(Entries drawn from a collection)
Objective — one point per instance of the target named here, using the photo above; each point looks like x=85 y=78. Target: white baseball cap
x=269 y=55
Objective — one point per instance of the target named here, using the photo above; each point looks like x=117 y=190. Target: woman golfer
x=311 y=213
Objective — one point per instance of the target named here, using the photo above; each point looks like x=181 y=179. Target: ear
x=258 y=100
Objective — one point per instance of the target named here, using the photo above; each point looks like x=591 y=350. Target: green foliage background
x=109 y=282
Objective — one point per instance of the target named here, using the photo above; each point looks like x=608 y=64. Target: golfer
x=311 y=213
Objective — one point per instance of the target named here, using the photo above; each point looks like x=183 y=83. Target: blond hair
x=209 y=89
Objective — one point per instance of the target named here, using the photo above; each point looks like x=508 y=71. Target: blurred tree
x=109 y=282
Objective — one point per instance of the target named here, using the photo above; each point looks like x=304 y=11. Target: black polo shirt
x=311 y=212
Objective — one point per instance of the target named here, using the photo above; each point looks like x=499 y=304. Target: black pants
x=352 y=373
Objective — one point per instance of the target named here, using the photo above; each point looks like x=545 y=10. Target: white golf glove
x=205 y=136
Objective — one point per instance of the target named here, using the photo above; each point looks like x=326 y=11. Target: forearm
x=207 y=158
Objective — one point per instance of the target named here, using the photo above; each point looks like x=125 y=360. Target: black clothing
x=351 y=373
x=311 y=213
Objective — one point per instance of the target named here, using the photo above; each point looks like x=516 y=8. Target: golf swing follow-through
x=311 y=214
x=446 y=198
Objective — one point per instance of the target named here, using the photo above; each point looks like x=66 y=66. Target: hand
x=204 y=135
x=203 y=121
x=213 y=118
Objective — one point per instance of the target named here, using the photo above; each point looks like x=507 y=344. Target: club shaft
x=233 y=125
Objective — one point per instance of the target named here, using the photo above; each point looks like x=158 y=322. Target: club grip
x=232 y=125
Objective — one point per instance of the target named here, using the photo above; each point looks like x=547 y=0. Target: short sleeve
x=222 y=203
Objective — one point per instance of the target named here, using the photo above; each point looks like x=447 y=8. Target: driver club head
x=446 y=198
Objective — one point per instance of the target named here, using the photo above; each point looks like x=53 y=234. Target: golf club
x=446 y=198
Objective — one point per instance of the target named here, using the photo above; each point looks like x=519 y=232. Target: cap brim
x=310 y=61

### Task objective
Edit the data from the first line up to and including the line that contains "x=258 y=100" by replacing "photo" with "image" everywhere in it, leaving all else unchanged.

### Result of this task
Objective — one point per instance of the target named here, using the image above; each point looks like x=85 y=78. Target: white baseball cap
x=269 y=55
Objective — one point per instance of the target named here, using the image above; each point looks like x=117 y=190. Target: woman golfer
x=311 y=213
Objective — one point per instance of the target named here, using the image above; each point looks like x=181 y=179. Target: ear
x=258 y=100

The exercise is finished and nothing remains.